EXERCISE |
Recast every line of the records below as a numbered list, skipping blank lines. Leave the pictures out of your answer.

** begin DATA SUPPLIED **

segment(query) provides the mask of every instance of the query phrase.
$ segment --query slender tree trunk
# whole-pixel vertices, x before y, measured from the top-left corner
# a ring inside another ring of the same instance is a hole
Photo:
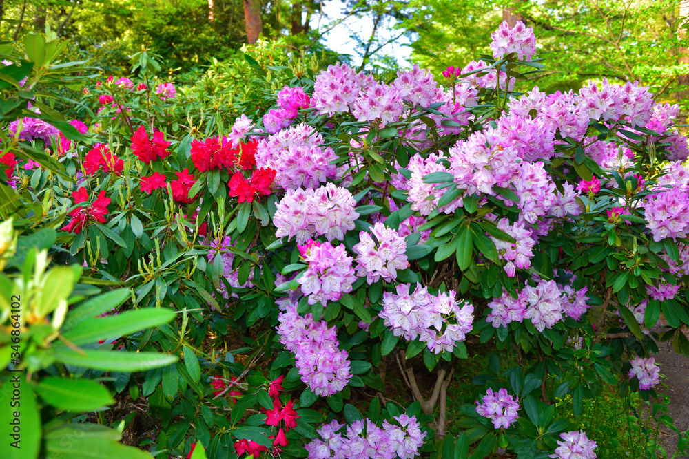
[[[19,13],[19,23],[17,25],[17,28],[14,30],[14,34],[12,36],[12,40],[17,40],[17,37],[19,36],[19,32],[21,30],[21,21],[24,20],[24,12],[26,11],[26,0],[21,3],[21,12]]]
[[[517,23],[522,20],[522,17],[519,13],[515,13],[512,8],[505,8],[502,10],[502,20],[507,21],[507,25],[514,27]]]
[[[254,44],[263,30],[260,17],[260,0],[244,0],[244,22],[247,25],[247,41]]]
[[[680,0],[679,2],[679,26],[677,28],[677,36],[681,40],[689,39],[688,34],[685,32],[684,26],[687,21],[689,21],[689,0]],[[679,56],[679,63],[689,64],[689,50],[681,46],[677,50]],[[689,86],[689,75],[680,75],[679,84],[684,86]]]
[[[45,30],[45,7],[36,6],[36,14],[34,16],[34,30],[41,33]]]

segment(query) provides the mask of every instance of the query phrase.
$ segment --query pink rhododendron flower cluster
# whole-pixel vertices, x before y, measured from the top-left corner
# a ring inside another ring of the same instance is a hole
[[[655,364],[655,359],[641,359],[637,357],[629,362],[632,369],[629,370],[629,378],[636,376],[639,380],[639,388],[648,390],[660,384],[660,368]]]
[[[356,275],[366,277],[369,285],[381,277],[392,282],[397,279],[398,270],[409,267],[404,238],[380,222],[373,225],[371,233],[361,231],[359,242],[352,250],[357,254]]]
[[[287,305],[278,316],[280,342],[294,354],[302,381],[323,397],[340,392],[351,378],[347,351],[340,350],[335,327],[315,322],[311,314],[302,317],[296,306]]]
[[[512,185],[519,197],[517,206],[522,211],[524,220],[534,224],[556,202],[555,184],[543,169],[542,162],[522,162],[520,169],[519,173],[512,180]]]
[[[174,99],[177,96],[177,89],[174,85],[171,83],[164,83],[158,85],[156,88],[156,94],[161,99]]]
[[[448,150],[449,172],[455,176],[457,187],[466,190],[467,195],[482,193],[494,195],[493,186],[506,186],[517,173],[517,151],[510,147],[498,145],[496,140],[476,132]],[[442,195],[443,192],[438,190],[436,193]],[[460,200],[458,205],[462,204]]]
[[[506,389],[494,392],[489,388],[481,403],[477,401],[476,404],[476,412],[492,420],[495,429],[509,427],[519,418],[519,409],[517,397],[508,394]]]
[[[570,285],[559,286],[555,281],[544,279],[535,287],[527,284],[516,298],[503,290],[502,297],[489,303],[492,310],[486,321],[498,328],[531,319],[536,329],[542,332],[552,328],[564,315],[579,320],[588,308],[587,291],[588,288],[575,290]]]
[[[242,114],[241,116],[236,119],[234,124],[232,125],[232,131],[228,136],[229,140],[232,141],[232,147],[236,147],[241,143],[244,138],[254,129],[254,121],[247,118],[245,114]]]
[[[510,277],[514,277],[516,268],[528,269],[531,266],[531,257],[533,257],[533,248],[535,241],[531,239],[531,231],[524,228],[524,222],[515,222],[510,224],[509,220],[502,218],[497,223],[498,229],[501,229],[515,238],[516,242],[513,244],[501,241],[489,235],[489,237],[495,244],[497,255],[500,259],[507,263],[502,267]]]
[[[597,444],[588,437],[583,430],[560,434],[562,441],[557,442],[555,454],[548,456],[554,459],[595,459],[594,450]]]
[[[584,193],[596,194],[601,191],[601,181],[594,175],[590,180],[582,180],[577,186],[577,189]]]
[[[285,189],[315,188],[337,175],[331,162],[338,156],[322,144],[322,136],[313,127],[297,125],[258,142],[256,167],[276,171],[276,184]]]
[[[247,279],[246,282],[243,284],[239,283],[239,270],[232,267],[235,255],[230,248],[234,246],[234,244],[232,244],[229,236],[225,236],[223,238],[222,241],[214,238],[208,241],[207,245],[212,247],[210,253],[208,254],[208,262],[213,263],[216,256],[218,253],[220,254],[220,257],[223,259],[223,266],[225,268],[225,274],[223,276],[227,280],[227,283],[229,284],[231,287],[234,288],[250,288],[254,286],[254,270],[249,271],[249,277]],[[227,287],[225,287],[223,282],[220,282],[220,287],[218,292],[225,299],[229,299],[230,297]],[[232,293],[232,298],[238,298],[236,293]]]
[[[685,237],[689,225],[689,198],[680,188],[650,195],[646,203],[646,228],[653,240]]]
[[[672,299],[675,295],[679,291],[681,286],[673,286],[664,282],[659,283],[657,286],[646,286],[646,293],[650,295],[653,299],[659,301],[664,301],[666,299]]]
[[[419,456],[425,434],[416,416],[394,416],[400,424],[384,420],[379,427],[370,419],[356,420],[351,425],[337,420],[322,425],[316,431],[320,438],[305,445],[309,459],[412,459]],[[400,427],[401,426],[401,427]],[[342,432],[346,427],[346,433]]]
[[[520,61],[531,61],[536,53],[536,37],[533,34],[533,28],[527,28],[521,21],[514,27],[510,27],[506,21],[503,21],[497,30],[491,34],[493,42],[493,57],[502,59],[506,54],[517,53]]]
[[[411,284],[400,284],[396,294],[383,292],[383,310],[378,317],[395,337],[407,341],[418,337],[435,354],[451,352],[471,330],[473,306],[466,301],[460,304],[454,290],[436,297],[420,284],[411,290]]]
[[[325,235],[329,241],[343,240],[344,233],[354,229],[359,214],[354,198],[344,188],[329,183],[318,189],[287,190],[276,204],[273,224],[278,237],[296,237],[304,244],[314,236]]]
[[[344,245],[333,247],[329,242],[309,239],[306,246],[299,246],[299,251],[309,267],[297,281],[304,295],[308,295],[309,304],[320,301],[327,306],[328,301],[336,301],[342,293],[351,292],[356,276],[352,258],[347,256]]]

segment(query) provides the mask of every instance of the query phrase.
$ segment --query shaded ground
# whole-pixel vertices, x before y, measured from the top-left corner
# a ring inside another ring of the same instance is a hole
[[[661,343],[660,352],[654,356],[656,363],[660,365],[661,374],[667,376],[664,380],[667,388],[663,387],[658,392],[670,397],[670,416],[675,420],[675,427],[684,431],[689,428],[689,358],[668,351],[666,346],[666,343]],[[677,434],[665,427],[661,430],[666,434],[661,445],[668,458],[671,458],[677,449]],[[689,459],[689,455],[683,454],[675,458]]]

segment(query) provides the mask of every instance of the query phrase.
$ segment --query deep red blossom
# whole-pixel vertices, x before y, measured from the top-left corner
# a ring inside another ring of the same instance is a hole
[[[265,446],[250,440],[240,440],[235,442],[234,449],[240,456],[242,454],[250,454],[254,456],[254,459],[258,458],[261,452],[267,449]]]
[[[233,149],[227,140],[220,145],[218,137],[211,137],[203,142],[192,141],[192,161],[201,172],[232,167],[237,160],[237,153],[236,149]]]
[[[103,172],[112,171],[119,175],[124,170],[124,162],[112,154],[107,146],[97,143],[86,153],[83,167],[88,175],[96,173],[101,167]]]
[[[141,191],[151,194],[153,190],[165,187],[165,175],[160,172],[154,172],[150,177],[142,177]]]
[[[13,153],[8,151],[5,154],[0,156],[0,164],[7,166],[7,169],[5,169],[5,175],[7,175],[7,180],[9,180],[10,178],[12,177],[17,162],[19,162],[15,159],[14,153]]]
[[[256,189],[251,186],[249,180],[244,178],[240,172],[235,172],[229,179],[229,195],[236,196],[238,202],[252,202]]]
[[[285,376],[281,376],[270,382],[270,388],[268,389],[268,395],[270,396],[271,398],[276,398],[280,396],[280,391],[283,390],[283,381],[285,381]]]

** end DATA SUPPLIED **

ANSWER |
1. segment(query) provides the mask of every instance of the query phrase.
2. $ segment --query slender tree trunk
3. # whole-pixel vertices, x before y, measured from the top-left corner
4. # a ring inside another ring of the same instance is a hole
5. Photo:
6. [[[19,13],[19,23],[17,25],[17,28],[14,30],[14,34],[12,36],[12,40],[17,40],[17,37],[19,36],[19,32],[21,30],[21,21],[24,20],[24,12],[26,11],[26,0],[21,3],[21,12]]]
7. [[[517,23],[522,20],[522,17],[519,13],[515,13],[512,8],[505,8],[502,10],[502,20],[507,21],[507,25],[514,27]]]
8. [[[254,44],[263,30],[260,17],[260,0],[244,0],[244,22],[247,25],[247,41]]]
9. [[[680,0],[679,2],[679,26],[677,28],[677,36],[681,40],[689,39],[688,34],[685,32],[684,26],[687,21],[689,21],[689,0]],[[679,56],[679,63],[689,64],[689,50],[681,46],[677,50]],[[689,86],[689,75],[680,75],[679,84],[684,86]]]
10. [[[45,30],[45,7],[36,6],[36,14],[34,16],[34,30],[41,33]]]
11. segment(query) provides the mask of every instance of the query phrase.
12. $ segment --query pink rhododendron flower cluster
13. # whole-pixel vertices, x before y, measured from the top-left corner
14. # a ring inside another ring of the same instance is a hole
15. [[[655,364],[655,359],[641,359],[637,357],[629,362],[632,369],[629,370],[629,378],[636,376],[639,380],[639,388],[648,390],[660,384],[660,368]]]
16. [[[356,275],[366,277],[369,285],[381,277],[392,282],[397,279],[398,270],[409,267],[404,238],[380,222],[373,225],[371,233],[361,231],[359,242],[352,250],[357,254]]]
17. [[[287,305],[278,316],[280,342],[294,354],[302,381],[323,397],[340,392],[351,378],[347,351],[340,350],[335,327],[315,322],[311,314],[302,317],[296,306]]]
18. [[[512,185],[519,197],[517,206],[522,211],[524,220],[534,224],[556,202],[555,184],[543,169],[542,162],[522,162],[520,169],[519,173],[512,180]]]
19. [[[174,99],[177,96],[177,89],[174,85],[171,83],[164,83],[158,85],[156,88],[156,94],[161,99]]]
20. [[[448,150],[449,172],[455,176],[457,187],[466,190],[467,195],[482,193],[494,195],[493,186],[506,186],[517,173],[517,151],[510,147],[498,145],[496,140],[476,132]],[[442,195],[443,192],[438,190],[436,193]],[[460,200],[458,205],[462,204]]]
21. [[[506,389],[494,392],[489,388],[481,403],[477,401],[476,404],[476,412],[492,420],[495,429],[509,427],[519,418],[519,409],[517,397],[508,394]]]
22. [[[570,285],[559,286],[555,281],[544,279],[535,287],[527,284],[516,298],[503,290],[502,297],[489,303],[492,310],[486,321],[498,328],[531,319],[536,329],[542,332],[552,328],[564,315],[579,320],[588,308],[587,291],[588,288],[575,290]]]
23. [[[242,114],[241,116],[236,119],[234,124],[232,125],[232,131],[228,136],[229,140],[232,141],[232,147],[236,147],[241,143],[244,138],[254,129],[254,121],[247,118],[245,114]]]
24. [[[510,277],[514,277],[516,268],[528,269],[531,266],[531,257],[533,257],[533,248],[535,241],[531,239],[531,231],[524,228],[524,222],[515,222],[510,224],[509,220],[502,218],[497,223],[498,229],[501,229],[515,238],[516,242],[513,244],[501,241],[489,235],[489,237],[495,244],[497,255],[500,259],[507,263],[502,267]]]
25. [[[597,444],[588,437],[583,430],[560,434],[562,441],[557,442],[555,454],[548,456],[554,459],[595,459],[594,450]]]
26. [[[584,193],[596,194],[601,191],[601,181],[594,175],[590,180],[582,180],[577,186],[577,189]]]
27. [[[285,189],[315,188],[337,175],[331,162],[338,156],[322,144],[322,136],[313,127],[297,125],[258,142],[256,167],[276,171],[276,184]]]
28. [[[247,279],[246,282],[243,284],[239,283],[239,270],[232,267],[235,255],[230,248],[234,246],[234,244],[232,244],[229,236],[225,236],[223,238],[222,241],[214,238],[208,241],[207,245],[212,247],[210,253],[208,254],[208,262],[213,263],[216,256],[218,253],[220,254],[220,257],[223,259],[223,266],[225,268],[225,274],[223,276],[227,280],[227,283],[229,284],[231,287],[234,288],[250,288],[254,286],[254,270],[249,271],[249,277]],[[227,287],[225,287],[223,282],[220,282],[220,287],[218,292],[225,299],[229,299],[230,297]],[[232,293],[232,298],[238,298],[236,293]]]
29. [[[685,237],[689,225],[689,198],[680,188],[650,195],[646,203],[646,228],[653,240]]]
30. [[[672,299],[675,295],[679,291],[681,286],[673,286],[664,282],[659,283],[657,286],[646,286],[646,293],[650,295],[653,299],[659,301],[664,301],[666,299]]]
31. [[[419,456],[425,434],[416,416],[394,416],[400,424],[384,420],[379,427],[370,419],[356,420],[351,425],[337,420],[322,425],[316,431],[320,438],[305,445],[309,459],[412,459]],[[400,427],[401,426],[401,427]],[[342,432],[346,427],[346,433]]]
32. [[[520,61],[531,61],[536,53],[536,37],[533,34],[533,28],[527,28],[521,21],[514,27],[510,27],[506,21],[503,21],[497,30],[491,34],[493,42],[493,57],[502,59],[506,54],[517,53]]]
33. [[[411,284],[400,284],[396,294],[383,292],[383,310],[378,317],[395,337],[407,341],[418,337],[435,354],[451,352],[471,330],[473,306],[466,301],[460,304],[454,290],[436,297],[420,284],[411,290]]]
34. [[[325,235],[329,241],[343,240],[344,233],[354,229],[359,214],[354,198],[344,188],[329,183],[318,189],[287,190],[276,204],[273,224],[278,237],[296,237],[304,244],[314,236]]]
35. [[[344,245],[333,247],[329,242],[309,239],[306,246],[299,246],[299,251],[309,267],[297,281],[304,295],[308,295],[309,304],[320,301],[327,306],[328,301],[336,301],[342,293],[351,292],[356,276],[352,258],[347,256]]]
36. segment(query) provides the mask of every instance of the query phrase.
37. $ segment --query shaded ground
38. # whole-pixel vertices, x before y, measured from the top-left corner
39. # a ring inside another ring of the same instance is a hole
40. [[[661,343],[660,352],[654,356],[656,363],[660,365],[661,374],[667,376],[664,380],[667,388],[663,387],[658,392],[670,397],[670,416],[675,420],[675,427],[684,431],[689,428],[689,358],[668,351],[666,346],[666,343]],[[677,434],[665,427],[661,430],[666,434],[661,445],[668,458],[671,458],[677,449]],[[689,459],[689,455],[683,454],[675,458]]]
41. segment(query) provides the mask of every instance of the query phrase.
42. $ segment --query deep red blossom
43. # whole-pixel vertices, x before y, measured from the top-left corner
44. # a ring inside another ring of the same instance is a hole
45. [[[265,446],[250,440],[240,440],[235,442],[234,449],[240,456],[242,454],[250,454],[254,456],[254,459],[258,458],[261,452],[267,449]]]
46. [[[233,149],[227,140],[220,145],[218,137],[211,137],[203,142],[192,141],[192,161],[201,172],[232,167],[237,160],[237,153],[236,149]]]
47. [[[103,172],[112,171],[119,175],[124,170],[124,162],[112,154],[107,146],[97,143],[86,153],[83,167],[88,175],[96,173],[101,167]]]
48. [[[141,191],[151,194],[153,190],[165,187],[165,175],[160,172],[154,172],[150,177],[142,177]]]
49. [[[13,153],[8,151],[5,154],[0,156],[0,164],[7,166],[7,169],[5,169],[5,175],[7,175],[7,180],[9,180],[10,178],[12,177],[17,162],[19,162],[15,159],[14,153]]]
50. [[[256,189],[251,186],[249,180],[244,178],[240,172],[235,172],[229,179],[229,195],[236,196],[238,202],[252,202]]]
51. [[[285,376],[281,376],[270,382],[270,388],[268,389],[268,395],[270,396],[271,398],[276,398],[280,396],[280,391],[283,390],[283,381],[285,381]]]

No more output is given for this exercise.